W rozmowie udział wzięli:
prof. Małgorzata Myśliwiec, wojewódzki konsultant w dziedzinie Endokrynologii i Diabetologii Dziecięcej
Anna Śliwińska, prezes Polskiego Stowarzyszenia Diabetyków
prof. Artur Mamcarz, kardiolog z WUM
dr hab. Maciej Niewada, prezes Polskiego Towarzystwa Farmakoekonomicznego
minister Maciej Miłkowski, podsekretarz stanu w Ministerstwie Zdrowia
W maju Stowarzyszenie Diabetyków skierowało do ministra zdrowia list, informujący o sytuacji chorych na cukrzycę typu drugiego, w odniesieniu do nowoczesnych form terapii, kiedy chory ma mieć włączona insulinę w zastrzykach a można ja zastąpić. Dokładniej mowa o flozynach. List został zaadresowany po wydaniu rekomendacji przez AOTMiT.
Anna Śliwińska: Owa rekomendacja dała nam dużo optymizmu, ponieważ jak się okazało można w Polsce wprowadzić nowoczesne leki do refundacji, bez zwiększania kosztów oraz negatywnego wpływu na budżet. Na taką opinię czekali pacjenci. Terapia flozynami pozwala odsunąć w czasie insulinoterapię.
Każdy chory na cukrzycę odkłada w czasie insulinoterapię, ze strachu. Obawiają się jej również lekarze, gdyż wymaga bardzo konkretnej edukacji i przenosi pacjenta na całkowicie inny poziom radzenia sobie z chorobą. Flozyny to nowoczesne leki stosowane w całej UE, które pozwalają odsunąć insulinoterapię nawet na okres czterech lat. Pacjent nie musi się już kłuć, ponieważ zażywa tylko tabletkę. Dodatkowo, te leki mają znakomite działanie kardioprotekcyjne. Zdajemy sobie sprawę, że powikłania sercowo-naczyniowe u cukrzyków są bardzo częste i poważne. Warto w tym miejscu podkreślić, że ogromna część budżetu refundacyjnego wydawana jest na paski. Z kolei, przy terapii tabletkowej zużycie pasków jest dużo mniejsze. Ten rodzaj terapii ma dużo korzyści.
Dotarła do Państwa radosna informacja, że wreszcie pojawiła się skuteczna terapia. Co zaskakujące, odwrotnie do wielu innych terapii okazuje się, że nie będzie miała negatywnego wpływu na budżet płatnika.

Wycinki danych:

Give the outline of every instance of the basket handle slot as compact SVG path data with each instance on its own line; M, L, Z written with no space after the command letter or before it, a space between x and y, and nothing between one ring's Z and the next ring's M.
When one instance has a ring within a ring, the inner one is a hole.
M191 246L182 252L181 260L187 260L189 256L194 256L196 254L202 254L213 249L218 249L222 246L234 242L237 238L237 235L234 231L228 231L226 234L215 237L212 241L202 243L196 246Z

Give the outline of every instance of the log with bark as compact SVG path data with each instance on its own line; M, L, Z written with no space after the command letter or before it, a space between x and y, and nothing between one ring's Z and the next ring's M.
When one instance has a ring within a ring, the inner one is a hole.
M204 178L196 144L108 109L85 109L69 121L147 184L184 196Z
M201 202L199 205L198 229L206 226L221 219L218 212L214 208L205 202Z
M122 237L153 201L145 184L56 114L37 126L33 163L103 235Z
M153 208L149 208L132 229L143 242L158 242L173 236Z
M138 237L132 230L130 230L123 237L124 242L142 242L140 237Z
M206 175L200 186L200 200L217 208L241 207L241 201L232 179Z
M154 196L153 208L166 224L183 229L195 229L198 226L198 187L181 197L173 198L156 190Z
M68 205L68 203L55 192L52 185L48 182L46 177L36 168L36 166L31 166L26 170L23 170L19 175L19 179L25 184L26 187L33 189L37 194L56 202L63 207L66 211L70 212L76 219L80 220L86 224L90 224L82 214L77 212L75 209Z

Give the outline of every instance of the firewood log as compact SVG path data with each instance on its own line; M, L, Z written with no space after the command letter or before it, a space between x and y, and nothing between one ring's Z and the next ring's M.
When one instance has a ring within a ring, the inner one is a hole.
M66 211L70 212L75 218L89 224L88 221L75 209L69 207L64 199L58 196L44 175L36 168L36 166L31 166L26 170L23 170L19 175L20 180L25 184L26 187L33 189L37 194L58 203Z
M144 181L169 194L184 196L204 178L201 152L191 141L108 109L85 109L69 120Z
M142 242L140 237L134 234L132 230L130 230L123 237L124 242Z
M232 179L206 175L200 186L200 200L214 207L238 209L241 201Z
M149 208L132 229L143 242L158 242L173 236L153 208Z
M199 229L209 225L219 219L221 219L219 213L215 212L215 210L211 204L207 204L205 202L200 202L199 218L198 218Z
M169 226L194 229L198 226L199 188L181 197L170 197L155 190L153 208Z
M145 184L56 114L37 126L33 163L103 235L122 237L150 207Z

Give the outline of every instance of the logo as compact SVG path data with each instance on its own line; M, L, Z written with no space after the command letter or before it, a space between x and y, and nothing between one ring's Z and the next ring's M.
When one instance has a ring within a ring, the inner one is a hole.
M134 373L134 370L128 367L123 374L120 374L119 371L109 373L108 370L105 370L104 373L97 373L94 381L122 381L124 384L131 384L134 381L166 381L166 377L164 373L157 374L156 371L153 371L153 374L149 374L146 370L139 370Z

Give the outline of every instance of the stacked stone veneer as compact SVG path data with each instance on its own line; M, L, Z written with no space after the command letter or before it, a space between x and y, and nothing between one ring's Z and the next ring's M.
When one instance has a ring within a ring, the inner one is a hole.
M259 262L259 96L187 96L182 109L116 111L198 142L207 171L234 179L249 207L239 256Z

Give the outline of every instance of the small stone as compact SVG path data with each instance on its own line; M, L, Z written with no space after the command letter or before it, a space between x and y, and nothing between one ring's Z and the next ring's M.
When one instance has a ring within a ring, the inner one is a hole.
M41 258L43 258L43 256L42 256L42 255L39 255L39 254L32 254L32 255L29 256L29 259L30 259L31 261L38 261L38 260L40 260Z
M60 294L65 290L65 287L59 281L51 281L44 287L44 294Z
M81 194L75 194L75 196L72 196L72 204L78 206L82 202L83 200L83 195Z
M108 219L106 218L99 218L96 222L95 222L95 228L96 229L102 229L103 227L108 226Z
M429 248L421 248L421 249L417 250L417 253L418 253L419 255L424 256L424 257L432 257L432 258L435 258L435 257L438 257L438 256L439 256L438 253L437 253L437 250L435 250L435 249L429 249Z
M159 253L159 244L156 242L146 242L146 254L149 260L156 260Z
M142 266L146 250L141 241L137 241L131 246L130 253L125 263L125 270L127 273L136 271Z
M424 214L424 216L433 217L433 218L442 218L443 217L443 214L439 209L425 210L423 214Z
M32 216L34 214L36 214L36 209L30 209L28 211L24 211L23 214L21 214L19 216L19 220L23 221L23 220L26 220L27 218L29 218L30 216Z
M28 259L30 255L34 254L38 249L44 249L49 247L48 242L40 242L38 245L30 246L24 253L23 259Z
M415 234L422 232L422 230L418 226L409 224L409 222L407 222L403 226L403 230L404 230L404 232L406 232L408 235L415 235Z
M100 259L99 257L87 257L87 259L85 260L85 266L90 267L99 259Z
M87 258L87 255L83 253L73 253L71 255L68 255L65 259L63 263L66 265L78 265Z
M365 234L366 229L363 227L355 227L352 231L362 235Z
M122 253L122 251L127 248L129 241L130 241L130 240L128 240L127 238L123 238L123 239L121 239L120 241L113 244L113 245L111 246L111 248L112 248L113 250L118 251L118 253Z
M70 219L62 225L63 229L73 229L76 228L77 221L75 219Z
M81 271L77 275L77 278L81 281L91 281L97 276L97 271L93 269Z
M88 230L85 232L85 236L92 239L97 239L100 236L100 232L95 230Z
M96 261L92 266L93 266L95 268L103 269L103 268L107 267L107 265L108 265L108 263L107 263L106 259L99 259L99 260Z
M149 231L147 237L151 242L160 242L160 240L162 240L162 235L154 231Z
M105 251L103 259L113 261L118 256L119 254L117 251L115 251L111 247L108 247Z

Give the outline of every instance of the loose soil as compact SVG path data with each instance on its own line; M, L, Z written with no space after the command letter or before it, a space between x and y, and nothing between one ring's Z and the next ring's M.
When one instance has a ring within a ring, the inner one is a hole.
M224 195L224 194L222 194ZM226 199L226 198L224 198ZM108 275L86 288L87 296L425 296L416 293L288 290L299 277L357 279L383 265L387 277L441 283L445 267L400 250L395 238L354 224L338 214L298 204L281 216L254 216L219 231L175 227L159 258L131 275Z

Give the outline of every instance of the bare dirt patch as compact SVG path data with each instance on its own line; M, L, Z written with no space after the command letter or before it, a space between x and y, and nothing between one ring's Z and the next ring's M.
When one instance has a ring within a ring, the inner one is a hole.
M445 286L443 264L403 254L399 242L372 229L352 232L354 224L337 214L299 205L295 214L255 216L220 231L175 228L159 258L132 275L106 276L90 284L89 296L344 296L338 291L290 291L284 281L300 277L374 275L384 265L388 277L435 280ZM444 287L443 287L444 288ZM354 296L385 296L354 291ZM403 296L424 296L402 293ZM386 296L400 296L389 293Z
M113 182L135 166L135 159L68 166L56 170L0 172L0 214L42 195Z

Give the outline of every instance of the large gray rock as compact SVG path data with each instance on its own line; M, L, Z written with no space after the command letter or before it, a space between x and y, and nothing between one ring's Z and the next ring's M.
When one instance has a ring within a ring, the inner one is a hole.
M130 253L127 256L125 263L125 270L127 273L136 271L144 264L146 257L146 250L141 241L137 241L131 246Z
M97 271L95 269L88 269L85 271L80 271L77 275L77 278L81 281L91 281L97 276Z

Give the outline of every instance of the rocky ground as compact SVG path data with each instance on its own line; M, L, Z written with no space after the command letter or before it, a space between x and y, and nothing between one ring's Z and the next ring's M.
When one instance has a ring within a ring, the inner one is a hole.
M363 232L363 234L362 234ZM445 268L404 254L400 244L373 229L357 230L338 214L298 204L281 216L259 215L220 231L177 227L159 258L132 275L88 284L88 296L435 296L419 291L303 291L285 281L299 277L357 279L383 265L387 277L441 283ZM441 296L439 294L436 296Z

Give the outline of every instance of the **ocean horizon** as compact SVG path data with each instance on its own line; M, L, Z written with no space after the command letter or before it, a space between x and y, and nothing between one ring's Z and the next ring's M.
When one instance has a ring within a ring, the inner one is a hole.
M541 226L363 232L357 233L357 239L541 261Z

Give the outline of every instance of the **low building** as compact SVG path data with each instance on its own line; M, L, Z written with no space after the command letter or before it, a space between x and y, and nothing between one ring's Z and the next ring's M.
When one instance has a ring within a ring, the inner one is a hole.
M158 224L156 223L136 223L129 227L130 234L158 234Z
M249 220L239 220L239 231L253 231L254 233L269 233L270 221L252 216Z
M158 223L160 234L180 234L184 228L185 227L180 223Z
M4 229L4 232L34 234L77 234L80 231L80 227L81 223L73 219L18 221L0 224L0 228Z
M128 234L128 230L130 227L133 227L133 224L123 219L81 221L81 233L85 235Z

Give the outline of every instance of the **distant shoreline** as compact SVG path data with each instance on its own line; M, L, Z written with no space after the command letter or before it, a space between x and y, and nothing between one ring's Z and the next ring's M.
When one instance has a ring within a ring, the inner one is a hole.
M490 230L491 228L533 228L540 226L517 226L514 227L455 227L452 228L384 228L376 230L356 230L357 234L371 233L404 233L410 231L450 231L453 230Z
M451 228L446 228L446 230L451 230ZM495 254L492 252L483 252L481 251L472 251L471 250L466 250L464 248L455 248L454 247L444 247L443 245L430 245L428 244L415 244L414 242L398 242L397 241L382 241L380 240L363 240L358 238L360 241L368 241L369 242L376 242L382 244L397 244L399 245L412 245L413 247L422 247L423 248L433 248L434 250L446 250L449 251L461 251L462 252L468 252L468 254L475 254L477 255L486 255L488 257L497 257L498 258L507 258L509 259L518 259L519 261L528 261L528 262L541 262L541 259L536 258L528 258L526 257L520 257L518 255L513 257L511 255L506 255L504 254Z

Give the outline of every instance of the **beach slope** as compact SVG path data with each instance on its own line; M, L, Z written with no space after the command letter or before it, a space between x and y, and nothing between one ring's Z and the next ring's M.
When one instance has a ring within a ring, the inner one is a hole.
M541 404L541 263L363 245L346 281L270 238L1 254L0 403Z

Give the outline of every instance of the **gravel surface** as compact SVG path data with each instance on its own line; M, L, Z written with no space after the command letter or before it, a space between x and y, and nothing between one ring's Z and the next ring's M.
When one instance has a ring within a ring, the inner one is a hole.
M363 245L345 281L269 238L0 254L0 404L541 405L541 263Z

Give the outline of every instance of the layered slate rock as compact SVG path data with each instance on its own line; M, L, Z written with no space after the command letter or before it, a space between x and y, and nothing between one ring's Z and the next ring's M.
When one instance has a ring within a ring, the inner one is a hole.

• **Cel ćwiczenia**: Zastąp „radosna” wyrazem „pomyślna” we fragmencie tekstu o refundacji flozyn od słów „Dotarła do Państwa” do słów „na budżet płatnika.”, a następnie przepisz cały ten fragment.

• **Miejsce na odpowiedź**:
Dotarła do Państwa pomyślna informacja, że wreszcie pojawiła się skuteczna terapia. Co zaskakujące, odwrotnie do wielu innych terapii okazuje się, że nie będzie miała negatywnego wpływu na budżet płatnika.